----- Data excerpts

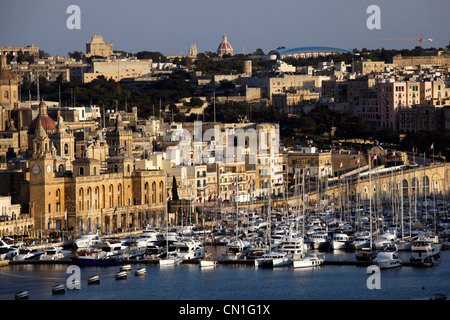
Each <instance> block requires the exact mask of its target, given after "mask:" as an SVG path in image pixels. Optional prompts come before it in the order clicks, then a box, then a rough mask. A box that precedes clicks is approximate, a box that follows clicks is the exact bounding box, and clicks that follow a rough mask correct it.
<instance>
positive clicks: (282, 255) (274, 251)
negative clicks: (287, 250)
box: [255, 251, 292, 268]
mask: <svg viewBox="0 0 450 320" xmlns="http://www.w3.org/2000/svg"><path fill="white" fill-rule="evenodd" d="M290 264H292V260H291V258H289V257H288V255H287V254H286V253H284V252H278V251H272V252H268V253H265V254H263V255H262V256H261V257H260V258H257V259H255V267H260V268H277V267H283V266H287V265H290Z"/></svg>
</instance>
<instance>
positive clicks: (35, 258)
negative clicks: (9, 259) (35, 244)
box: [13, 247, 44, 260]
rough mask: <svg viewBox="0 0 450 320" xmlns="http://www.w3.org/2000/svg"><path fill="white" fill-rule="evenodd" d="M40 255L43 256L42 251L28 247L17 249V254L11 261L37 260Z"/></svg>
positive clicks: (22, 247) (42, 251)
mask: <svg viewBox="0 0 450 320" xmlns="http://www.w3.org/2000/svg"><path fill="white" fill-rule="evenodd" d="M42 254H44V252H43V251H40V250H37V249H33V248H28V247H22V248H19V252H18V254H17V255H16V256H15V257H14V258H13V260H39V258H40V256H41V255H42Z"/></svg>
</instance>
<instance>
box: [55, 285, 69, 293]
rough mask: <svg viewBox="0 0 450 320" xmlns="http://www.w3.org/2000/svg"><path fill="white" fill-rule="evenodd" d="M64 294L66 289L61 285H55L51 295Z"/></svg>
mask: <svg viewBox="0 0 450 320" xmlns="http://www.w3.org/2000/svg"><path fill="white" fill-rule="evenodd" d="M65 292H66V288H65V287H64V285H63V284H57V285H55V286H54V287H53V288H52V293H53V294H63V293H65Z"/></svg>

----------

[Exercise]
This exercise calls for the records to be given again exactly, without the images.

[Response]
Each <instance> block requires the exact mask of its target, given after "mask:" as an SVG path in image pixels. Optional prompts come before it in the order clicks, then a box, then a rough mask. A box that precedes clicks is approximate, a box that follows clicks is the exact bounding box, and clicks that follow a rough mask correct it.
<instance>
positive clicks: (282, 255) (274, 251)
negative clicks: (287, 250)
box: [255, 251, 292, 268]
mask: <svg viewBox="0 0 450 320" xmlns="http://www.w3.org/2000/svg"><path fill="white" fill-rule="evenodd" d="M290 264H292V260H291V258H289V257H288V255H287V254H286V253H284V252H278V251H272V252H268V253H265V254H263V255H262V256H261V257H260V258H257V259H255V267H260V268H277V267H283V266H287V265H290Z"/></svg>
</instance>
<instance>
positive clicks: (35, 258)
negative clicks: (9, 259) (35, 244)
box: [13, 247, 44, 260]
rough mask: <svg viewBox="0 0 450 320" xmlns="http://www.w3.org/2000/svg"><path fill="white" fill-rule="evenodd" d="M40 255L43 256L42 251L28 247L17 249V254L11 261L37 260Z"/></svg>
positive clicks: (22, 247) (42, 251)
mask: <svg viewBox="0 0 450 320" xmlns="http://www.w3.org/2000/svg"><path fill="white" fill-rule="evenodd" d="M42 254H44V252H43V251H40V250H37V249H33V248H28V247H22V248H19V252H18V254H17V255H16V256H15V257H14V258H13V260H39V258H40V256H41V255H42Z"/></svg>
</instance>
<instance>
box: [55, 285, 69, 293]
rough mask: <svg viewBox="0 0 450 320" xmlns="http://www.w3.org/2000/svg"><path fill="white" fill-rule="evenodd" d="M64 294L66 289L61 285H55L51 295Z"/></svg>
mask: <svg viewBox="0 0 450 320" xmlns="http://www.w3.org/2000/svg"><path fill="white" fill-rule="evenodd" d="M65 292H66V288H65V287H64V285H63V284H57V285H55V286H54V287H53V288H52V293H53V294H63V293H65Z"/></svg>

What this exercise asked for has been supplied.